* What is being asked: Rewrite the paragraph of the Raphidocystis tubifera figure caption that begins "(A in DIC; B–D in PhC" as a list, keeping its main facts.

* Reading passage:
Fig 1.
Morphology of Raphidocystis tubifera.
(A in DIC; B–D in PhC; E, F, K, I, M – SEM; G, H, J, L – TEM). A, B – living cells; C – plate scales; D – progenitor cell of the HF-68Z strain; E – general view of the dried cell; F – trumpet-shaped scale Sc.1; G – distal part of scale Sc.1; H – proximal part of scale Sc.1; I, J – funnel-shaped scales Sc.2; K – proximal part of scale Sc.2; L, M – plate-scales. Abbreviations: a – axopodia; sp.sc1 – scale Sc.1; sp.sc2 – scale Sc.2; pl.sc – plate scale; mtoc – microtubule organizing center. Scale bars: A, B, D, E – 10 µm; C – 2 µm; F, I, J, L, M – 1 µm; G, H, K – 0.5 µm.
Fig 2.
Morphology of Raphidocystis tubifera.

* Recorded information:
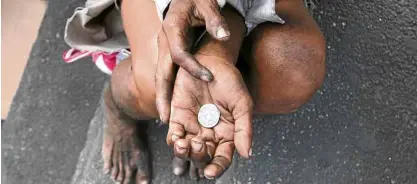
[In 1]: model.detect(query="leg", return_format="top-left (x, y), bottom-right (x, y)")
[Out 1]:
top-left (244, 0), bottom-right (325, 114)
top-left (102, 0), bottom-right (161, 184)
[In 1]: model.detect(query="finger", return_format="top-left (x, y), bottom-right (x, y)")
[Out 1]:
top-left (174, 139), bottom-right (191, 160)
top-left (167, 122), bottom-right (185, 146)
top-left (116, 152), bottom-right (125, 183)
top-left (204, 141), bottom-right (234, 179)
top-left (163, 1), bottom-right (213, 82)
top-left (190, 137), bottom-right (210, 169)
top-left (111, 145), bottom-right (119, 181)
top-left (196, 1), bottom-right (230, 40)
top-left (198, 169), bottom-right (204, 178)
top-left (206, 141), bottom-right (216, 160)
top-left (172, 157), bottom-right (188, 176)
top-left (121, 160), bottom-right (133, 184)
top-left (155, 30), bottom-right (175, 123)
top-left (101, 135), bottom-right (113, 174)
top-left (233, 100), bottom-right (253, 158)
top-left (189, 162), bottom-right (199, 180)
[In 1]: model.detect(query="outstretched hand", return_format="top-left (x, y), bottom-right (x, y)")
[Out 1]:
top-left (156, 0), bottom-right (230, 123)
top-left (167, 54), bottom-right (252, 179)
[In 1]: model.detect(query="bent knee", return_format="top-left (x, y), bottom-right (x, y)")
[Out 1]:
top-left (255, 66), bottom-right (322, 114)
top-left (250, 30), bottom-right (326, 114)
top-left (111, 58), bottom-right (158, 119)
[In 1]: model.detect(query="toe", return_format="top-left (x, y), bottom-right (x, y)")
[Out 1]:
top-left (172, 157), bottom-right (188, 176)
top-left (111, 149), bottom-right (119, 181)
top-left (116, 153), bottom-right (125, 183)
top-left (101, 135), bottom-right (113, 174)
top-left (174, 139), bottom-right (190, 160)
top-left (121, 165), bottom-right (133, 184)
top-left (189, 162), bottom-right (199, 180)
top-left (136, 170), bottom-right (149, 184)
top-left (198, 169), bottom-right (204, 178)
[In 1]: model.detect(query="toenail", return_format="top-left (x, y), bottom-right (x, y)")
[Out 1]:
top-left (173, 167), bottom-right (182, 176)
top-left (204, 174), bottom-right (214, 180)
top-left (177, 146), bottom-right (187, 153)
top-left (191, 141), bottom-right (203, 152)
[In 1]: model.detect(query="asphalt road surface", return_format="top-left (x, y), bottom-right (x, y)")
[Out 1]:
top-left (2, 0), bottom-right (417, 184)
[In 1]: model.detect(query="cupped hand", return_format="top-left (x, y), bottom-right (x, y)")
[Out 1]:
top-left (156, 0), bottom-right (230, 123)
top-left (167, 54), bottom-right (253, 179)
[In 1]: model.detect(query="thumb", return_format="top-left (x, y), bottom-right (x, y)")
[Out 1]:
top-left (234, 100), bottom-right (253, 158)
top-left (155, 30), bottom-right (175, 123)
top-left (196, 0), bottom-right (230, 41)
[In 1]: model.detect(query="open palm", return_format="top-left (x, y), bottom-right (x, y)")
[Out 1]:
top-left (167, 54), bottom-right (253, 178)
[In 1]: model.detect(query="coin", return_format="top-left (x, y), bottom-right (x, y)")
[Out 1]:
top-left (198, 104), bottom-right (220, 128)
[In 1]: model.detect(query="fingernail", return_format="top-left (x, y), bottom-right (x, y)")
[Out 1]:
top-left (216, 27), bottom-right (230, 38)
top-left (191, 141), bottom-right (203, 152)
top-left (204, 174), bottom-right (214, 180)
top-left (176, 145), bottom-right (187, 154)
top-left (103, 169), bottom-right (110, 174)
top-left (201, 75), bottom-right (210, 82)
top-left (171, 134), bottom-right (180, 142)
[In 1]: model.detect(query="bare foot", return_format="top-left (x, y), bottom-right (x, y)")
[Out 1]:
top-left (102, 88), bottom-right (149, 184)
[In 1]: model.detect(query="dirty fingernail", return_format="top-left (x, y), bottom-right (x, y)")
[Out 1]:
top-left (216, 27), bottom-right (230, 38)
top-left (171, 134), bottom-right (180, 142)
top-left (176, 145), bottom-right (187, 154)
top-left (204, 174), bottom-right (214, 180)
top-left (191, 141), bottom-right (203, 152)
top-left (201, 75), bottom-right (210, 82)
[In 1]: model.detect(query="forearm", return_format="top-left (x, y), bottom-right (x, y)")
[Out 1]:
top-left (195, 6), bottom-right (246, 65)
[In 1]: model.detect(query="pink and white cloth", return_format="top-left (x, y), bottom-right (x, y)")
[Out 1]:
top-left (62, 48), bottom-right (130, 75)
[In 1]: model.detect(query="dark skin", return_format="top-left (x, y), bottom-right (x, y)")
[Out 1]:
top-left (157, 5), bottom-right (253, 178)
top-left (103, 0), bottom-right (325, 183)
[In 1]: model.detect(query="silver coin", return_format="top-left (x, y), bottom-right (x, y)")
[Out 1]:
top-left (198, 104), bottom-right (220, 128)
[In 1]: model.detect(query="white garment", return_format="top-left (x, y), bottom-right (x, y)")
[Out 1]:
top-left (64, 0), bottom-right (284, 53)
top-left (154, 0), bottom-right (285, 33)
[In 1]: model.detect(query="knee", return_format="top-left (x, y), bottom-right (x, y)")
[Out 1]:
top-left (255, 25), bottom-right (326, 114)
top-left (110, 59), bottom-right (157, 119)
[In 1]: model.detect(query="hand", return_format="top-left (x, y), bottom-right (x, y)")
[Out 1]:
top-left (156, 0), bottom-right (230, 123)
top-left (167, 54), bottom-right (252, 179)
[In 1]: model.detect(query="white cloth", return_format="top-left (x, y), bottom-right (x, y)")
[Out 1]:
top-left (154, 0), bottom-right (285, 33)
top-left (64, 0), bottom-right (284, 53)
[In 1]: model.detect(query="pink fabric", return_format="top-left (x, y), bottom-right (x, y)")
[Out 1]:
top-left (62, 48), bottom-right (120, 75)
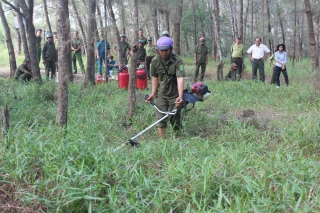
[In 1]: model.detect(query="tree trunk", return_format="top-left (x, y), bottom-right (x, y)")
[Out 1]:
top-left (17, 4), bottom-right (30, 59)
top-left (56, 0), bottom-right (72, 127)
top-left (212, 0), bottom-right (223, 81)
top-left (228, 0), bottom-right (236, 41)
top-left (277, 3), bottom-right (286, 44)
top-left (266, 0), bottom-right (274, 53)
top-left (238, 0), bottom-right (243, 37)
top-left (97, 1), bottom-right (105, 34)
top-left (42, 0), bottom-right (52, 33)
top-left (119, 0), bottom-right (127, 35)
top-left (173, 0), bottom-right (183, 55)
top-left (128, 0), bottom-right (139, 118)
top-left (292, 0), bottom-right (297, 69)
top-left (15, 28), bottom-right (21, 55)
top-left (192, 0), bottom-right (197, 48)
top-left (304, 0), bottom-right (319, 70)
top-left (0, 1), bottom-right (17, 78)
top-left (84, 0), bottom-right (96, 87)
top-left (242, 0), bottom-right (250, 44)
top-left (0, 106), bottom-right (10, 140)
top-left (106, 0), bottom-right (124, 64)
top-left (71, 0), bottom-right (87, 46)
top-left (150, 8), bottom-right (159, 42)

...

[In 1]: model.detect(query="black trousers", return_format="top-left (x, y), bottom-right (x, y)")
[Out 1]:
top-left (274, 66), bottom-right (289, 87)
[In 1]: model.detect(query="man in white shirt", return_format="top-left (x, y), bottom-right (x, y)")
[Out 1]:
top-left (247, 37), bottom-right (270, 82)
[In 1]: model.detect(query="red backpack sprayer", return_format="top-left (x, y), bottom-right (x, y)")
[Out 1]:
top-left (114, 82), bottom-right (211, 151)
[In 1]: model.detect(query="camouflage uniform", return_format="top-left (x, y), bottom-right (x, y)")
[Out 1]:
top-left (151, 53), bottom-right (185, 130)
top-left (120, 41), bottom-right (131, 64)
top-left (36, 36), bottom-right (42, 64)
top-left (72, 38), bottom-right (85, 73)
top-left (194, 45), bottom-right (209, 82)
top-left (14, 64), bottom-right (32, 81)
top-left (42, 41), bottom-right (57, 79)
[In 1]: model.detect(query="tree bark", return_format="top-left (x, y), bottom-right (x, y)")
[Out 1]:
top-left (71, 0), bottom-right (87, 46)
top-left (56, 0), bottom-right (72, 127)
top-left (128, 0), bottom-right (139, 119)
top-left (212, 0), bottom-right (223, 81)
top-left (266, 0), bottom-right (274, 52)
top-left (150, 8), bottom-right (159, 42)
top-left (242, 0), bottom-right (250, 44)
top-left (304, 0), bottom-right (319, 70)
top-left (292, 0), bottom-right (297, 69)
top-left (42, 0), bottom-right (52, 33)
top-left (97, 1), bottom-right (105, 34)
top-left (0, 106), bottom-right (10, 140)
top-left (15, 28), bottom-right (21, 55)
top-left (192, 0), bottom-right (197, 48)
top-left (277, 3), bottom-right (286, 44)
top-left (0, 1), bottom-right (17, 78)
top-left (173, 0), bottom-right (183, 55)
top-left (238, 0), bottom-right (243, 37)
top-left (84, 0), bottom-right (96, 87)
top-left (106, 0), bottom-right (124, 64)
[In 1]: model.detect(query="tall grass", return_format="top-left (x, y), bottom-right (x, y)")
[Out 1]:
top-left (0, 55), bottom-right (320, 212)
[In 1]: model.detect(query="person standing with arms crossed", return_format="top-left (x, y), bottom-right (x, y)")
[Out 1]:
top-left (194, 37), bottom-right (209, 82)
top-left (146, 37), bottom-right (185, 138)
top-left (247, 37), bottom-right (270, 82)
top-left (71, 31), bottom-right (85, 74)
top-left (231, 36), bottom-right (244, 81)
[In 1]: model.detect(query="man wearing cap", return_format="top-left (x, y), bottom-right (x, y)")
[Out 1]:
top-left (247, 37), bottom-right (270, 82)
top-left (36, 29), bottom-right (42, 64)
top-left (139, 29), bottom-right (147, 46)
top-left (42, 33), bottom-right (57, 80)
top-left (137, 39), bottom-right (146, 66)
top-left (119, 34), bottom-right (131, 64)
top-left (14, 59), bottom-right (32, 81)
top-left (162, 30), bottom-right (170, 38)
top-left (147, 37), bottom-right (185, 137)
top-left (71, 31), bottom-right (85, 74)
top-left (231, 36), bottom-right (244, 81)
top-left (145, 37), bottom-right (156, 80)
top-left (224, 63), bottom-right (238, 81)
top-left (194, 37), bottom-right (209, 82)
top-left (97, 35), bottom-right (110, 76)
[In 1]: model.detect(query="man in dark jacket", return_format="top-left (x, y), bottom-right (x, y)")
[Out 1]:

* * *

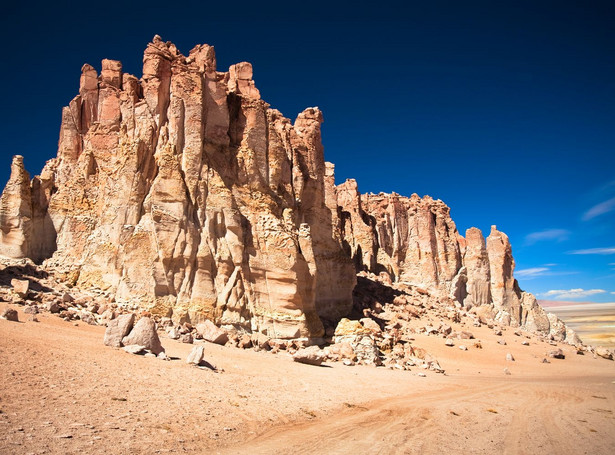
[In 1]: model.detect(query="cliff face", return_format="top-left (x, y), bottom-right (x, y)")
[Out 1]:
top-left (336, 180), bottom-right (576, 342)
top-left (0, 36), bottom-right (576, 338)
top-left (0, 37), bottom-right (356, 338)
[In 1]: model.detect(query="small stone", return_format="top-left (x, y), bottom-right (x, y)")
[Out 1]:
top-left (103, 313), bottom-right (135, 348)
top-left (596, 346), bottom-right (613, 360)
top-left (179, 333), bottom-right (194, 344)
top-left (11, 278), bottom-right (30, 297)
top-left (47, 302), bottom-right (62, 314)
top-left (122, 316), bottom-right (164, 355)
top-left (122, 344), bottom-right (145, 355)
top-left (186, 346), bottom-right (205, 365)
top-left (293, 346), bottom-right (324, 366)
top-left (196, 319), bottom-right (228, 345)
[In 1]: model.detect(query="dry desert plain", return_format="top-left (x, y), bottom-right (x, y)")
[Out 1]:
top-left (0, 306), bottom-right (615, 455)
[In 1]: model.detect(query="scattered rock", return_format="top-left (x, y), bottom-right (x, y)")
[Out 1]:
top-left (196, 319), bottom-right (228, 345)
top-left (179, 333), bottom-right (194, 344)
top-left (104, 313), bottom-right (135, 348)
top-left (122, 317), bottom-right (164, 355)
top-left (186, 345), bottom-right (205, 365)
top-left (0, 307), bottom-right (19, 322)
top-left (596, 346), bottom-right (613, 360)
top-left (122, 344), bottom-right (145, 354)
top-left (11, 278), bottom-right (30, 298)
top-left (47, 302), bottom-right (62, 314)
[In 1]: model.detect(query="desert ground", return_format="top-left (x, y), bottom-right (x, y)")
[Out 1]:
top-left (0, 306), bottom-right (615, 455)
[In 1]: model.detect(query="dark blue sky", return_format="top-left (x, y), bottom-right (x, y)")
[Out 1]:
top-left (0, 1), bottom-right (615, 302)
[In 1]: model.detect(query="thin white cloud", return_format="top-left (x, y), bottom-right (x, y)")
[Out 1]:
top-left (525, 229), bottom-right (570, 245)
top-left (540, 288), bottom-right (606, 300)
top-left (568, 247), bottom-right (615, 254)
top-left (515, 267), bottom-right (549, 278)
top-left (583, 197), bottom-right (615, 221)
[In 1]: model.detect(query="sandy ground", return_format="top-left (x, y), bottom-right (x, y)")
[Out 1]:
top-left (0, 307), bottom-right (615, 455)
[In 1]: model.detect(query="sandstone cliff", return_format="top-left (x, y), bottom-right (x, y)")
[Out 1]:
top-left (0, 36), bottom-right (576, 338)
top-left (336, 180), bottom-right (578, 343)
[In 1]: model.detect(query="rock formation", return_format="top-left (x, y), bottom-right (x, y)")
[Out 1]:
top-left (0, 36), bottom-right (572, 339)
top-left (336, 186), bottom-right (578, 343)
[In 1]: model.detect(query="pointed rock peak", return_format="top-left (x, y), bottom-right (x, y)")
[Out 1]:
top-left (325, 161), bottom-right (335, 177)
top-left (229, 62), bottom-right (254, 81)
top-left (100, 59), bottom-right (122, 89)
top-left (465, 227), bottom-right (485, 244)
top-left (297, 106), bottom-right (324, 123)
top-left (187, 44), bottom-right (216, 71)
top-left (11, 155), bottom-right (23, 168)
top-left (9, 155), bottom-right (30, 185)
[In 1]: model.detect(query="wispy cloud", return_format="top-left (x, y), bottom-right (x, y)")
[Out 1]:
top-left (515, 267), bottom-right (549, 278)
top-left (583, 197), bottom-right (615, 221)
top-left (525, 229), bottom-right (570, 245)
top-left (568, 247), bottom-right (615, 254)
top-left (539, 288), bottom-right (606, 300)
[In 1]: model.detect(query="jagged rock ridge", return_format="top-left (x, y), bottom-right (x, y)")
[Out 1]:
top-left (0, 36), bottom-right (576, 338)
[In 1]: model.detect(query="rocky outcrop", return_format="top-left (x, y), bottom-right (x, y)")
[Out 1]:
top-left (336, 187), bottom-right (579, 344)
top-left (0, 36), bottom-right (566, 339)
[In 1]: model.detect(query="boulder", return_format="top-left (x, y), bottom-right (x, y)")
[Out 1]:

* Result of the exercise:
Imaging methods:
- DIC: A
- PhC: B–D
- SEM: E, F, K, I, M
- TEM: G, H, J, L

Panels:
- A, B: living cells
- C: plate scales
- D: progenitor cell of the HF-68Z strain
- E: general view of the dried cell
- F: trumpet-shaped scale Sc.1
- G: distal part of scale Sc.1
- H: proximal part of scale Sc.1
- I, J: funnel-shaped scales Sc.2
- K: proximal part of scale Sc.2
- L, M: plate-scales

Abbreviations:
- a: axopodia
- sp.sc1: scale Sc.1
- sp.sc2: scale Sc.2
- pl.sc: plate scale
- mtoc: microtubule organizing center

Scale bars:
- A, B, D, E: 10 µm
- C: 2 µm
- F, I, J, L, M: 1 µm
- G, H, K: 0.5 µm